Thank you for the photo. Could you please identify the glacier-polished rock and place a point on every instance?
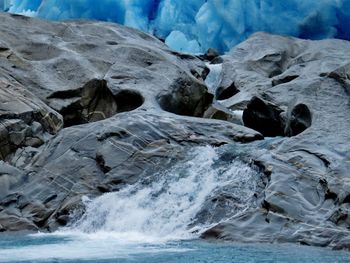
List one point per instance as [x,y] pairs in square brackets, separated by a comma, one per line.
[91,107]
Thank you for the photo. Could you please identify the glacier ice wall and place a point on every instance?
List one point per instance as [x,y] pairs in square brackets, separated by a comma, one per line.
[196,25]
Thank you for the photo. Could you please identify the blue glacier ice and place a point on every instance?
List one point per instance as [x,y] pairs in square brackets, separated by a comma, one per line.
[196,25]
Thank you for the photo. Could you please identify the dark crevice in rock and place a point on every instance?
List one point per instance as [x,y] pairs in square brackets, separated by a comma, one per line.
[299,120]
[226,93]
[128,100]
[95,102]
[346,199]
[186,97]
[264,117]
[267,118]
[284,80]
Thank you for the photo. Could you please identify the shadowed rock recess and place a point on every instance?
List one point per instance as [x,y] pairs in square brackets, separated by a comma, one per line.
[90,107]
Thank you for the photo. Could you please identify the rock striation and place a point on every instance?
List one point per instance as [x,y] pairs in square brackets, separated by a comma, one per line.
[89,107]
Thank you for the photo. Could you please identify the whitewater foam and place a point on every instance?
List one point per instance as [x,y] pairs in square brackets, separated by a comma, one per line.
[162,208]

************

- [Exercise description] Copy out the records verbatim, starting at the line that contains "Thank you for the photo. Could you please identify the shadowed" and continuing through the last line of the records.

- [Final result]
Thank you for the photo. Could you please identify the shadowed rock recess and place a point on every instance?
List one point per instance as [x,y] pairs in square brackets, separated by a comma, one per line.
[90,107]
Thank you for the photo. Could you please identify the rock striation and place a point on every instance?
List one point per instance as [x,y] pairs in square brackets, separated by a comma, one per line.
[89,107]
Thank you for the photo. Could you please identify the whitewater foam and place a point on every instance?
List one point per instance as [x,y] pairs in square brackets, separated by a comma, one per line.
[162,208]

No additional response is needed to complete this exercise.